SELECTED PASSAGE:
>> Begin
Closed kostko closed 9 years ago

kostko commented 9 years ago

Reviewer 1

Overall the "work" is valuable and it is extremely relevant with the call for paper. However the "paper" is a little bit boring. The authors have difficulty in simply explaining at higher level the system architecture and get the discussion in too much details, in order to motivate any choice. It would be better to introduce an overview section with highlights all the user/administrator steps from the user decision to participate to the community network up to the time when her node is operational. By sequentially of describing each piece of the (good) system, the reader have a complete view only at the end. And this discourage the reading. In would be better to provide a bird-eye-view at the start of the paper.

  • [x] Add a high-level overview section containing a story of how a user deploys nodes in a community network.
  • [x] Add a schematic overview that goes together with the story.

    Reviewer 2

Please discuss: 1) how nodewatcher with hardware diversity and novelty. Which are the constrains (e.g. OpenWRT like firmwares required? Implications of requirement of having to install a daemon in each node). Recommendations for new adopters and specially for (massive) migrations.

  • [x] Highlight the case for platform extensibility and show an example of how we can support other platforms like Mikrotik.
  • [x] Highlight the fact that there is no inherent requirement to install a daemon in each node as for example SNMP may be used instead through a module.
  • [ ] Discuss importing from other systems.

Please clarify (and discuss the consequences if appropriated): 1) if all nodes need to see each other. I.e. how isolated clouds are handled, does each need a nodewatcher? if so, what if two nodes merge. Federation. if it splits?

  • [x] Highlight that there is no need for the nodes to see each other. It is just that either nodewatcher needs to be able to reach the nodes (in case polling is used) or the nodes need to be able to reach nodewatcher (in case push is used).

    2) if how to develop "monitor pipelines" presented Fig.6 is well documented, e.g. to develop one for BGP

  • [x] Describe how we can currently support multiple protocols. We support both OLSR and Babel with ease, show that additional protocols are easily added.

    Reviewer 3

Particularly in the former aspect, the review given by the paper could be significantly enhanced. The paper covers in too great detail technical engineering decisions to achieve the somehow common objectives of modularity and extensibility, which are of course noble goals. But it reads a lot like a white paper or technical report that praises a bit too much its own achievements without providing sufficient quantitative or qualitative comparison or overview of existing solutions, weaknesses, unaddressed aspects or yet achieved disseminations and impacts.

A table summarizing characteristics of existing management solutions would be desirable, (e.g. showing features, addressed issues, concerns, openness, usage, age, developer community size, ...).

  • [x] Prepare a table that compares all the different existing management solutions (through time, features, programming language, license, ...).

For example the guifi.net management system is able to generate firmware configurations (building of the entire firmware is due to the closed-source policy of Mikrotik, a different issue than for openWRT based systems) from a web-user interface for many different devices. But the paper claims this as a somehow unique feature of the nodewatcher platform.

  • [x] Highlight why having a complete firmware in addition to just configuration is beneficial (testing the configuration together with the exact software versions and only upgrading everything at once, ensuring that it works correctly).
>> End
Boundary labeling items:
>> Begin
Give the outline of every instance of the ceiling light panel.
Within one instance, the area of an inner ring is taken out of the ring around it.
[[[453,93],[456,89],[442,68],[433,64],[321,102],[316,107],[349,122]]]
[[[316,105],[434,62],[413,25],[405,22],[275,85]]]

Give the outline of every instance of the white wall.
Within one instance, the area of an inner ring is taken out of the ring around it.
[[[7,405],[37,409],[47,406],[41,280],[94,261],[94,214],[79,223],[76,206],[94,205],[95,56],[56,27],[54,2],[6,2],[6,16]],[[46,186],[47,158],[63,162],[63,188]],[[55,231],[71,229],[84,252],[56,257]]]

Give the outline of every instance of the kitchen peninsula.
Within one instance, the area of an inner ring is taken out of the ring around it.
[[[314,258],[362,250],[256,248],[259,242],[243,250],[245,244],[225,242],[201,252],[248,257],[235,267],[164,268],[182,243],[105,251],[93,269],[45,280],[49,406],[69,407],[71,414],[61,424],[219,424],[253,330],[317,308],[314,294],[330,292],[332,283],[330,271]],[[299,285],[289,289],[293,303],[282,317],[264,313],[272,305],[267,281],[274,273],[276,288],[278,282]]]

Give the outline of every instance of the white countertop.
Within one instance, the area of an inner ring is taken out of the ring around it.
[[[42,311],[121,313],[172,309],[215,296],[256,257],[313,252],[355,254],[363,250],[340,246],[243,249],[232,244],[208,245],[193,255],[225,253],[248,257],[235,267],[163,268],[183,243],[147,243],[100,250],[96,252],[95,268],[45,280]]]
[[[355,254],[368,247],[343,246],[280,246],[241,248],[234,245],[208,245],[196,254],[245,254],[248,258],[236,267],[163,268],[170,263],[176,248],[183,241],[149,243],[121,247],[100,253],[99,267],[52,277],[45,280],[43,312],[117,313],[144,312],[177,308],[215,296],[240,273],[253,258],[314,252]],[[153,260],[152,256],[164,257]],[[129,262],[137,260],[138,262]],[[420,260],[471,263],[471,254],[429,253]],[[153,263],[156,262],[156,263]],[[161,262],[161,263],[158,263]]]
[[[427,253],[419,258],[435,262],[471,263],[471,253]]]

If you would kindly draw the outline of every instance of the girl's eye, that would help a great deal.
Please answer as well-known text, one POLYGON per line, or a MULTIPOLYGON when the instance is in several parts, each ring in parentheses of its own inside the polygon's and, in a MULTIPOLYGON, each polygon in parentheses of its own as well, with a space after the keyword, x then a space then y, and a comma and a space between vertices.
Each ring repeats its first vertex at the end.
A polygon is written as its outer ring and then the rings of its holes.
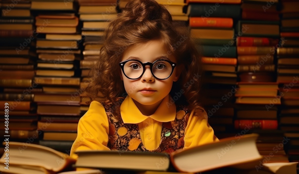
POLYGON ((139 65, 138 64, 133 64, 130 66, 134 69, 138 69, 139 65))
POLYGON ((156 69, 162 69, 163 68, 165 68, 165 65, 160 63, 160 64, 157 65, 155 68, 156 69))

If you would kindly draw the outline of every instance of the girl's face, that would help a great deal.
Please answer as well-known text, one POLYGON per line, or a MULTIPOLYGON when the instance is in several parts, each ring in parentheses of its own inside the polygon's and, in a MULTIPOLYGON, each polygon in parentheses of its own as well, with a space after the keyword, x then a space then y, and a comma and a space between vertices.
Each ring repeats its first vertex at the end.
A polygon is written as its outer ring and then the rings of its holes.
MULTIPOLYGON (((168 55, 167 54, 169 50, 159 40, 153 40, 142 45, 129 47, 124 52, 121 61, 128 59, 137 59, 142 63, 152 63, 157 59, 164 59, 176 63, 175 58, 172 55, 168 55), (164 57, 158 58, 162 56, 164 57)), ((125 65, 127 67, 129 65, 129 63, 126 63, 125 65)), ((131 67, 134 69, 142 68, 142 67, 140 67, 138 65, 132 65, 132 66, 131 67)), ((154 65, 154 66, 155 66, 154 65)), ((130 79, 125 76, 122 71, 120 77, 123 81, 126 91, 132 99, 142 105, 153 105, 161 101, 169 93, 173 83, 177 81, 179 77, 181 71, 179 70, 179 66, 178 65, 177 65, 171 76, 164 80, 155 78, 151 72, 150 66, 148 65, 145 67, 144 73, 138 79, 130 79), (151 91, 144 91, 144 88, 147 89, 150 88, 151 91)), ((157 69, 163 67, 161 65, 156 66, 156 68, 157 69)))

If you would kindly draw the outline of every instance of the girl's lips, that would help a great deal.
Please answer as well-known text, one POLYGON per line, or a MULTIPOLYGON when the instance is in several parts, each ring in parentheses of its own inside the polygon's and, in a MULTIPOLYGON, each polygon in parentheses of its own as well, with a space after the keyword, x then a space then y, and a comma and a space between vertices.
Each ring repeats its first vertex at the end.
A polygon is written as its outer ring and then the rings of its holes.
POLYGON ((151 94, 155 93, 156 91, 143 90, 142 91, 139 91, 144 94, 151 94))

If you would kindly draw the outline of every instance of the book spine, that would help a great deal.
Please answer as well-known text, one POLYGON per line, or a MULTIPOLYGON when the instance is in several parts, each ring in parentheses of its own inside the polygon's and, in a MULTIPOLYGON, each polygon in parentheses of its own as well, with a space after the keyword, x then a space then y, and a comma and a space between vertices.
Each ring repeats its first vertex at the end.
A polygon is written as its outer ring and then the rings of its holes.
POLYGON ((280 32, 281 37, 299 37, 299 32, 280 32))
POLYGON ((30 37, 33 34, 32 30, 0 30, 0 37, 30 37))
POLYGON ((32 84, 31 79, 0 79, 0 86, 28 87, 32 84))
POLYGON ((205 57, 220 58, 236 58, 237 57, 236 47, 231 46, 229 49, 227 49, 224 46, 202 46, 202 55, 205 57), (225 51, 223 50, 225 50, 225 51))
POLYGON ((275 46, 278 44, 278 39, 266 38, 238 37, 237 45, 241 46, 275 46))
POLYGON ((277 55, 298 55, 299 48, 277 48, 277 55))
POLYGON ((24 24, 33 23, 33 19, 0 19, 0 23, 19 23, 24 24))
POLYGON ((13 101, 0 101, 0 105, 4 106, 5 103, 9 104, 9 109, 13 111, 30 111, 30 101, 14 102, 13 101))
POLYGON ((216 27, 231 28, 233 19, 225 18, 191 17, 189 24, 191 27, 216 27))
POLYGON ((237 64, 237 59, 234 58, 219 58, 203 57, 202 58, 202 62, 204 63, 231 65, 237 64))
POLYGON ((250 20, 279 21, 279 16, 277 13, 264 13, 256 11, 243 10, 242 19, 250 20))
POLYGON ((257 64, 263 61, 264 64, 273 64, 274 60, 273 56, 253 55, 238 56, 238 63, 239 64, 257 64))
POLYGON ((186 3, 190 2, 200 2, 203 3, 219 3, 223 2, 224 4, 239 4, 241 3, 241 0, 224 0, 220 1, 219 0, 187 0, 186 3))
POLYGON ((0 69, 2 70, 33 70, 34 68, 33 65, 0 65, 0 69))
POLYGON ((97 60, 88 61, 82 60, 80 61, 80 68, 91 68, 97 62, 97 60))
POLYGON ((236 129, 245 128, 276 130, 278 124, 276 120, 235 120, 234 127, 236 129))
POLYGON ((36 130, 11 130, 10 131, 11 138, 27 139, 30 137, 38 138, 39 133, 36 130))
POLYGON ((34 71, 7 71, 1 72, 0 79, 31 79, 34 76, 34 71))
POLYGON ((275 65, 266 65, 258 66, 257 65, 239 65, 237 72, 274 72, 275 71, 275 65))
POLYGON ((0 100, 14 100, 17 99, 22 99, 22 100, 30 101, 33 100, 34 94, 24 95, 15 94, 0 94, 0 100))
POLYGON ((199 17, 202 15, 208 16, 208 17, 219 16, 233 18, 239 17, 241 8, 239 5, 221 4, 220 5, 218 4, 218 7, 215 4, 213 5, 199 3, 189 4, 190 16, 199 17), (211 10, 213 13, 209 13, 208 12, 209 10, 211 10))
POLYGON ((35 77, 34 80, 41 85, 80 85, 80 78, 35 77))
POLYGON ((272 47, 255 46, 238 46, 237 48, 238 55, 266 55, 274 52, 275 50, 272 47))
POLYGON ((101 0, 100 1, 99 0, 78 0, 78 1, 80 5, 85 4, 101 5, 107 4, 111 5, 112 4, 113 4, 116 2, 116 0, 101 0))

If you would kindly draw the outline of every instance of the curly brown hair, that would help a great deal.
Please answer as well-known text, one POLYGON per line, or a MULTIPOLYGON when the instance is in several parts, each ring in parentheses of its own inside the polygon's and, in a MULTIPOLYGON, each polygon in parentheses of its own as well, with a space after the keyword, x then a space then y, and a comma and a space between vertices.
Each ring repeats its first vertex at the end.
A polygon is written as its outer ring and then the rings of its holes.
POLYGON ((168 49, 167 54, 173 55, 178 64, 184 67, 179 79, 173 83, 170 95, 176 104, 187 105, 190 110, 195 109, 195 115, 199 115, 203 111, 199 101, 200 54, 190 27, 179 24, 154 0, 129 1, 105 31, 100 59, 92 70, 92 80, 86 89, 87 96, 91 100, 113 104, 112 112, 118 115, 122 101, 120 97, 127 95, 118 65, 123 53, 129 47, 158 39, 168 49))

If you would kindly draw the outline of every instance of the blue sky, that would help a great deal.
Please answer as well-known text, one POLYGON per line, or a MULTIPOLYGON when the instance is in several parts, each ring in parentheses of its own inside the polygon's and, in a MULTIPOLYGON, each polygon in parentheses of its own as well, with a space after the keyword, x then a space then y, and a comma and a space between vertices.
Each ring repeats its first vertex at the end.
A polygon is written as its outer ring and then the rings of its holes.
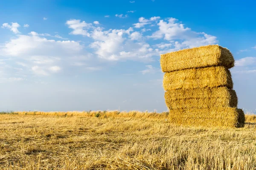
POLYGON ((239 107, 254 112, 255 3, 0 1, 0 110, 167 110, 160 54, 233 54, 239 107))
>> End
>> Begin
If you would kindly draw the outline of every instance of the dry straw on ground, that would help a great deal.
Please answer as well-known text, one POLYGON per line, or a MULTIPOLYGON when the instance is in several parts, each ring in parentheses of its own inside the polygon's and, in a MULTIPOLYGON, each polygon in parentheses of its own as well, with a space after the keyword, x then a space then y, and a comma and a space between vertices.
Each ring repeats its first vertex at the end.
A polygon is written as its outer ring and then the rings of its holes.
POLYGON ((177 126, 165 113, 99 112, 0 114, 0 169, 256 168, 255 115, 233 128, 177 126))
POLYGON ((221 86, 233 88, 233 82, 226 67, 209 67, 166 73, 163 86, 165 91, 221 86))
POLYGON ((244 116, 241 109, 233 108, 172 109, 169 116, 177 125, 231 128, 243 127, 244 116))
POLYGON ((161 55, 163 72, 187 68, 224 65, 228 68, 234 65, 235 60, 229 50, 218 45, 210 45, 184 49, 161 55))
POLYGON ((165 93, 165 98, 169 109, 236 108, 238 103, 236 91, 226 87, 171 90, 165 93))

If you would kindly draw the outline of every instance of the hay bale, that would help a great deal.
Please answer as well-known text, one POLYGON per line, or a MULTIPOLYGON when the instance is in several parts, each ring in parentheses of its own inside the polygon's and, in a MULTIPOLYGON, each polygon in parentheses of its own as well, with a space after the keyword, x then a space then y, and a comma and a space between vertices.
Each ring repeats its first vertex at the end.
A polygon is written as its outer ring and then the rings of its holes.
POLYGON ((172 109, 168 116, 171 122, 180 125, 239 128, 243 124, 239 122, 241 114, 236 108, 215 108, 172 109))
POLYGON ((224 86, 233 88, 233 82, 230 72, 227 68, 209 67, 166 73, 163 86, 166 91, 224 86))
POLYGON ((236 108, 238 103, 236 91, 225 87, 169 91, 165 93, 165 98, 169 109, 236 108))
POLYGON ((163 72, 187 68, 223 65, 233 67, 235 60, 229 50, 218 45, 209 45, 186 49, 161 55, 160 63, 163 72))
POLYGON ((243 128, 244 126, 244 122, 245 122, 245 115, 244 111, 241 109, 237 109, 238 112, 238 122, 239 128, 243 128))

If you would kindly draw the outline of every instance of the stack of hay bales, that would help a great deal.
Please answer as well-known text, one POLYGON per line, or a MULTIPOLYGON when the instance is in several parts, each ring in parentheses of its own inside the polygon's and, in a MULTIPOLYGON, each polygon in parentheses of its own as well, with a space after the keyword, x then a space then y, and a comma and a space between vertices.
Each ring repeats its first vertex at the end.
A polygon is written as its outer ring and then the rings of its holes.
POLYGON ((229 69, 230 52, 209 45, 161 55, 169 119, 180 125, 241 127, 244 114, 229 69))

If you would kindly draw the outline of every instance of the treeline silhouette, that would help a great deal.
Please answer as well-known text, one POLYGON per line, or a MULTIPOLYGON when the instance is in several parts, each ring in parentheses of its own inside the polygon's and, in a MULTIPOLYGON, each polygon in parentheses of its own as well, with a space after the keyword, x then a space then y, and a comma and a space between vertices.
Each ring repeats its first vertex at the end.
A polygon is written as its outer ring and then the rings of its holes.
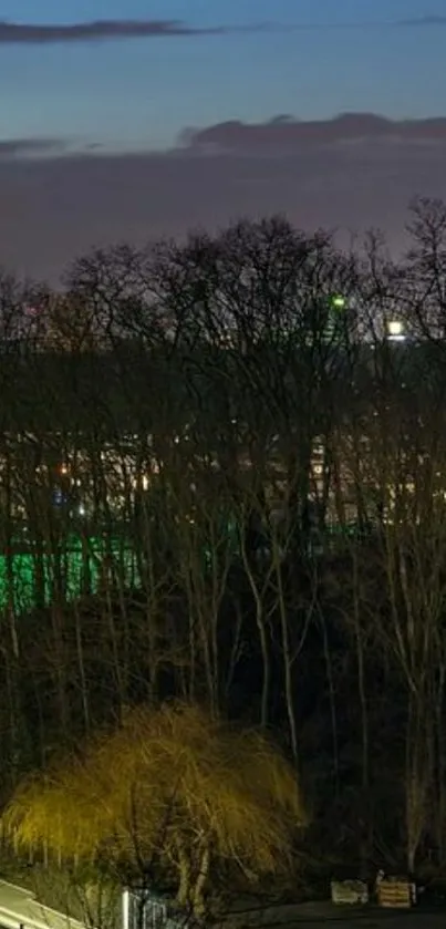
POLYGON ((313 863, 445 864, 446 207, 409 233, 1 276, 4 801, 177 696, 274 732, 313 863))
>> End
>> Begin
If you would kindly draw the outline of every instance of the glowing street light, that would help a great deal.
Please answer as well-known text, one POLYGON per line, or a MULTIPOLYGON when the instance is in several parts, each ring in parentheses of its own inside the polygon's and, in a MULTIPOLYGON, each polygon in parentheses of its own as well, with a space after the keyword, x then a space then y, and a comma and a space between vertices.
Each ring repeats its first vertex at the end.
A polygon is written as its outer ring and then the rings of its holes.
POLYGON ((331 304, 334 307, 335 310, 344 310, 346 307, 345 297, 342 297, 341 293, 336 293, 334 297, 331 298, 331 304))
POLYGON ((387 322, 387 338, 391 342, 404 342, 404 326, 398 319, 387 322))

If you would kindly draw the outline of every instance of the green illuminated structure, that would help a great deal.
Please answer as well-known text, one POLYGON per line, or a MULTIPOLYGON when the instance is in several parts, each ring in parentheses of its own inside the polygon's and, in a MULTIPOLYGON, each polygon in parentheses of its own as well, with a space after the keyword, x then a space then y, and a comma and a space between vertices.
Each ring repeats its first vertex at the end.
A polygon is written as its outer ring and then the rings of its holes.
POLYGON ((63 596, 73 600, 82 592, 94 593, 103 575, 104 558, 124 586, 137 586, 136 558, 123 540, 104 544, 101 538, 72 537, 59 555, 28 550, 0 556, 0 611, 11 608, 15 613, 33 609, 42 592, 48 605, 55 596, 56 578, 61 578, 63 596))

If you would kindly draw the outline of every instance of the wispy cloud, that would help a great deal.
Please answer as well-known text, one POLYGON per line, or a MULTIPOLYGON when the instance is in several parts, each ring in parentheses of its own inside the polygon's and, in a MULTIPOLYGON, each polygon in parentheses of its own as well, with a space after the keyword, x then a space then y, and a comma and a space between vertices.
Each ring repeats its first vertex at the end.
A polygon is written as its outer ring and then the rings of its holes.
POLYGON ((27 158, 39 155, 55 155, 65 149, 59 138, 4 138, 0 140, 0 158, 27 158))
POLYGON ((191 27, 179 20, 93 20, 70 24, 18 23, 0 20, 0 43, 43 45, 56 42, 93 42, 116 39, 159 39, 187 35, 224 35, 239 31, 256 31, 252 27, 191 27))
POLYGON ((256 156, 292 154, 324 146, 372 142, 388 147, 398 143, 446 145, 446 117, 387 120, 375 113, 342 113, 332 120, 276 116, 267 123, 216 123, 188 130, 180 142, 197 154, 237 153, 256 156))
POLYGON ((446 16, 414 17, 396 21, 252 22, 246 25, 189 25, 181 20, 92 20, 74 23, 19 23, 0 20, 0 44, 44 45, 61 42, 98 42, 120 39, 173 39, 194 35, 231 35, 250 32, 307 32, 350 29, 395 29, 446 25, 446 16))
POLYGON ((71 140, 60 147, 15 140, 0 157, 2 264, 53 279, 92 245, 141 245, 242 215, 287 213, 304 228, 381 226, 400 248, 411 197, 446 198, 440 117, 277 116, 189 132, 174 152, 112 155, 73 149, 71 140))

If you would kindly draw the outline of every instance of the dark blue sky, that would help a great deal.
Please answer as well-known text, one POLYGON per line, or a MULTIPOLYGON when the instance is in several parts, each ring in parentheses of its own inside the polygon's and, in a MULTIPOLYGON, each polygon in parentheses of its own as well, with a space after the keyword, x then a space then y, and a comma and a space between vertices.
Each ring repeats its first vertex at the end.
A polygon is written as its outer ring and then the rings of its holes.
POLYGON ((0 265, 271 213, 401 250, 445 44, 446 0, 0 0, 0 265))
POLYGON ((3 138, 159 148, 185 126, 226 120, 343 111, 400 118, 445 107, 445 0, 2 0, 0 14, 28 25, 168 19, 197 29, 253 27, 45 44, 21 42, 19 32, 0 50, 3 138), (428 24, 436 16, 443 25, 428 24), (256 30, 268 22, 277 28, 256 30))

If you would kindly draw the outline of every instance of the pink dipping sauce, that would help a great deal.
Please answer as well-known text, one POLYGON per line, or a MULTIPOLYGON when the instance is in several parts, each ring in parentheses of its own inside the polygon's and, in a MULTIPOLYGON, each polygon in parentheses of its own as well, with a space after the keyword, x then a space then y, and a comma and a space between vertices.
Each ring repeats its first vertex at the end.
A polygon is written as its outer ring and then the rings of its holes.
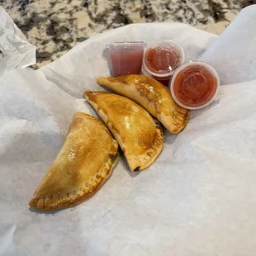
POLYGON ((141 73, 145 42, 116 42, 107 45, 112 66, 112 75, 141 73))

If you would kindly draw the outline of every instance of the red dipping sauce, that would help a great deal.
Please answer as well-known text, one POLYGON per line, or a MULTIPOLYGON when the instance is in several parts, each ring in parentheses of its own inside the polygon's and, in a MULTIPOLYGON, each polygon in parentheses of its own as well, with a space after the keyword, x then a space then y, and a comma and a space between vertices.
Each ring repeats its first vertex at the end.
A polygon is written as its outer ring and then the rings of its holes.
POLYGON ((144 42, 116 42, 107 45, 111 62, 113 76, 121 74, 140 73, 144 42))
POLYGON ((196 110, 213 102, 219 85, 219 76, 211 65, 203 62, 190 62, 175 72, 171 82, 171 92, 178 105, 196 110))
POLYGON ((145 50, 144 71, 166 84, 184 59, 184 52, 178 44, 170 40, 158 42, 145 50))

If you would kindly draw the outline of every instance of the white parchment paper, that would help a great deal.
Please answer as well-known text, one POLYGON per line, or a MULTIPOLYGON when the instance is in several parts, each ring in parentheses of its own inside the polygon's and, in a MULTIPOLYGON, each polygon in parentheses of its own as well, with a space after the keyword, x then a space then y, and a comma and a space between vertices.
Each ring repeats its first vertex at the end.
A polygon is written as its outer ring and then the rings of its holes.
>> End
PARTS OF THE EXERCISE:
**1.** In the reviewer comments on the nodewatcher paper, change "desirable" to "helpful" and give the passage from "A table summarizing" up to and including "community size, ...)." with that edit.
**2.** List every routing protocol named in the reviewer comments on the nodewatcher paper.
**3.** Continue the reviewer comments on the nodewatcher paper after the last checklist entry.

ANSWER SET:
**1.**
A table summarizing characteristics of existing management solutions would be helpful, (e.g. showing features, addressed issues, concerns, openness, usage, age, developer community size, ...).

**2.** BGP, OLSR, Babel

**3.**
Another interesting comparison would be on the implications of different designs approaches. One examples is the issue of centrality, single-point of failure, and security which seems pretty neglected in the whole discussion but, to the best of my knowledge, plays a very important role in community networks.

  • [x] Highlight that network operation does not depend on there being a working nodewatcher instance. Even if one fails, the network will still work.
  • [x] Mention security aspects, we are in the process of adding node authentication as part of the contract with OTI.

Another critical implication seems that the proposed system mandates exclusive configuration rights as any manual parameter change by a node-admin would violate the foreseen approach. This could also be considered a real burden when trying for example to test different parameters (eg when looking for link channels with least interference and highest TP in a given environment).

  • [x] Highlight that nodewatcher will only display warnings, it will not rollback any custom configuration. If the node admin knows what he is doing, he may simply mark the warnings as resolved. And then when the admin finds the best settings, he may just save them into nodewatcher in order to persist them across upgrades.
  • [x] In the future, nodewatcher may also help with link planning by having wireless survey information available from nearby nodes and can therefore estimate spectrum usage.

It remains unclear to what extend the proposed system can indeed achieve its promises. An overview of successful adoptions by other communities or completely different (unforeseen by the original developers) scenarios would be interesting.

The authors could describe in more detail since how long and with which acceptance and experience the new system (nodewatcher v3) has been used in their own community.

  • [x] Explain (or highlight as I think that we already say so) that we have been using the system in parallel since January 2015. I think we also currently list experience with adoption from the Croatian network.
kostko commented 9 years ago

Ok, so my plan for the weekend is to address some comments raised by reviewers 2 and 3. Can you two look into that high-level overview and schematic?

lukacu commented 9 years ago

I started thinking about the illustrations yesterday, but I have some questions. I will probably prepare some drafts and then we can discuss them.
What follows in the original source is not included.